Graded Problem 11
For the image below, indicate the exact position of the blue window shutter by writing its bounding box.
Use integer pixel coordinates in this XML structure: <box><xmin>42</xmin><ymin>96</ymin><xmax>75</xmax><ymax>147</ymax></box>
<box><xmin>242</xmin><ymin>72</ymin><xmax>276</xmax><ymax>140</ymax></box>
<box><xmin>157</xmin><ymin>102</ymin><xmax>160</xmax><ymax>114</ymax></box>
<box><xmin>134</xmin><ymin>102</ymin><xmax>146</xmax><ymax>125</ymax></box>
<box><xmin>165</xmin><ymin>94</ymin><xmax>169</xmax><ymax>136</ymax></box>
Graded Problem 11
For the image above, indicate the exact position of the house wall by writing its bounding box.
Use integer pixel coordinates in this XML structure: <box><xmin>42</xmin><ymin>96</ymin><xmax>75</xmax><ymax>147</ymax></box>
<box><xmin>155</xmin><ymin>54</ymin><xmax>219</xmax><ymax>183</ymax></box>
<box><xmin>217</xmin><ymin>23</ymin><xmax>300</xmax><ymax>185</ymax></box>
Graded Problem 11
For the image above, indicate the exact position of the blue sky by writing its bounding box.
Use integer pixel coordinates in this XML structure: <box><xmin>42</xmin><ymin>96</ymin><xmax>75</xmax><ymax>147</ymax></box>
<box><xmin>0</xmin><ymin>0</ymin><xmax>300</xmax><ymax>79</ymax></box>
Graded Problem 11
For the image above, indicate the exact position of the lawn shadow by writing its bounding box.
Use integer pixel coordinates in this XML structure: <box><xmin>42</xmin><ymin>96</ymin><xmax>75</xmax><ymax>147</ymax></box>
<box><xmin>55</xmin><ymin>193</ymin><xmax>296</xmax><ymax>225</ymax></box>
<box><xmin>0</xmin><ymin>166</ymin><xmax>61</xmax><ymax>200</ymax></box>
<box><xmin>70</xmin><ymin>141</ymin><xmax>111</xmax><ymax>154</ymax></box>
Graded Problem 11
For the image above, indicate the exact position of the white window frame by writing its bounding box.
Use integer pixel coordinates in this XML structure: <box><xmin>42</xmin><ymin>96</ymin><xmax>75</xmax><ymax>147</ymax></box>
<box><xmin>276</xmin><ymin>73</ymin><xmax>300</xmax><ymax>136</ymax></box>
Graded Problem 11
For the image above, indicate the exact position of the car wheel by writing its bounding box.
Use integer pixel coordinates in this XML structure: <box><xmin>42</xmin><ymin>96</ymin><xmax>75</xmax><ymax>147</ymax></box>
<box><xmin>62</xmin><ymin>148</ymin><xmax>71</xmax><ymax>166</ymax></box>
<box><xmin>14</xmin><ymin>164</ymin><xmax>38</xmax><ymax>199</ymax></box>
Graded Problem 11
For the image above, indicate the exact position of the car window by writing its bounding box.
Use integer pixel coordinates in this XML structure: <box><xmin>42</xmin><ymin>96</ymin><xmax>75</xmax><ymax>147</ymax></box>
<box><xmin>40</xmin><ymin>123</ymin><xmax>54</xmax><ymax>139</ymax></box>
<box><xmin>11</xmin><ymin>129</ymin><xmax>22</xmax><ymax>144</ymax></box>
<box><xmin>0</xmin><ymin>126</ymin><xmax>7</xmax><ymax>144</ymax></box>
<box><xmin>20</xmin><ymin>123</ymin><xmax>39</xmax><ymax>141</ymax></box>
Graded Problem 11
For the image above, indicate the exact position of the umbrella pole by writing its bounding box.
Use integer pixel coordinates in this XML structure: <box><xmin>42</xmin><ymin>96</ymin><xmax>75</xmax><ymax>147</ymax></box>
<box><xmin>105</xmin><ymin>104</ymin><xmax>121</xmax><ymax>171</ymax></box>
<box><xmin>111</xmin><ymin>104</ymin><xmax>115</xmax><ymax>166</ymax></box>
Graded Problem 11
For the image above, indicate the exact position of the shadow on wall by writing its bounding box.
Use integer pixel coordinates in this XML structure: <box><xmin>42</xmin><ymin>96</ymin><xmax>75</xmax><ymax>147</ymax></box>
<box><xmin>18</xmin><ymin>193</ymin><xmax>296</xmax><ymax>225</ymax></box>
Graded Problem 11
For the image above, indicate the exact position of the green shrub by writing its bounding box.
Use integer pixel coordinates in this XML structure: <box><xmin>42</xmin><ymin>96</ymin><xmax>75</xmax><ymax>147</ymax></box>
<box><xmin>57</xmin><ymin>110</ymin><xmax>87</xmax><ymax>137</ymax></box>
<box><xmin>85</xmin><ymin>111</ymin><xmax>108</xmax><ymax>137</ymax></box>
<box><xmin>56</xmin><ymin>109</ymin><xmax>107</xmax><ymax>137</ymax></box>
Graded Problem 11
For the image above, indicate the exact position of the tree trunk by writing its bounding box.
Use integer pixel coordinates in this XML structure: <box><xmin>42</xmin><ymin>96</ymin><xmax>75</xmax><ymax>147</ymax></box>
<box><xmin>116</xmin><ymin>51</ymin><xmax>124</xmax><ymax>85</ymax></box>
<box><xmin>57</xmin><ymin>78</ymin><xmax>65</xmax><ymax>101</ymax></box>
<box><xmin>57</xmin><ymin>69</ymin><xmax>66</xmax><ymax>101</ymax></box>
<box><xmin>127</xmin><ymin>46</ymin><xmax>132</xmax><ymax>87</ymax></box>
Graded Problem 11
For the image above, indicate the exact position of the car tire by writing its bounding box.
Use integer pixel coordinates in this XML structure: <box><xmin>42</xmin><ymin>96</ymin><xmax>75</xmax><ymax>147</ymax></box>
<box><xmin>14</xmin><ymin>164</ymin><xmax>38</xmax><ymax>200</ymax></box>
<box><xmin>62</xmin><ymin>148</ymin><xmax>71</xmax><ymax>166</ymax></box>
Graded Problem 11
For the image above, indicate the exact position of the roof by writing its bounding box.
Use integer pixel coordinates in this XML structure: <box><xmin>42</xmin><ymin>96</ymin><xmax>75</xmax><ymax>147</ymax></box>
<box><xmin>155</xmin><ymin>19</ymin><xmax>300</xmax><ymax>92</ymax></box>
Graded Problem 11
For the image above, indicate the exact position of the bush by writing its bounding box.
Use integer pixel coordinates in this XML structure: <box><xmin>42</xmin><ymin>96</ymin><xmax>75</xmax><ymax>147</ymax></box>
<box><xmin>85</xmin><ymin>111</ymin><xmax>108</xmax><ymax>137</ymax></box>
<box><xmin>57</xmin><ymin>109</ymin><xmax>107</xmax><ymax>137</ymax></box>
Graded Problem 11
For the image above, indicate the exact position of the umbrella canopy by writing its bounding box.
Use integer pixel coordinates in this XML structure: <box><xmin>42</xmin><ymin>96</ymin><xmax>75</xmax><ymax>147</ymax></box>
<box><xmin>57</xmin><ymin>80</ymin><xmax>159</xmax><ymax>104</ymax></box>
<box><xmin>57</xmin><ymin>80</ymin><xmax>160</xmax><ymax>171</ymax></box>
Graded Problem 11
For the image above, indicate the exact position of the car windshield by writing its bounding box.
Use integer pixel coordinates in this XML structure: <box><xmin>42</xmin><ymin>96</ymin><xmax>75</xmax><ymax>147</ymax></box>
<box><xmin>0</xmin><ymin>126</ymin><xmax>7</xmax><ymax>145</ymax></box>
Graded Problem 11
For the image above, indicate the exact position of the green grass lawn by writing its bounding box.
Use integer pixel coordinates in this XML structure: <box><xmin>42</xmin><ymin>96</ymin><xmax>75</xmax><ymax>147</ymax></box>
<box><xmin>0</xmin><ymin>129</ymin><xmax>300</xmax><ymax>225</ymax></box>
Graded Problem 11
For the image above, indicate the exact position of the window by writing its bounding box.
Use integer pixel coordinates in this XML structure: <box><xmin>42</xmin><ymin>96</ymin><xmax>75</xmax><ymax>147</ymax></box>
-*-
* **The problem**
From the data above, keep only the lines that contain the word "umbrella", matching case exactly, and copy each one in full.

* **Answer to this task**
For the image above, indicate the exact position of the umbrella pole by writing its bounding box.
For the image above, indicate the exact position of the umbrella canopy by writing its bounding box.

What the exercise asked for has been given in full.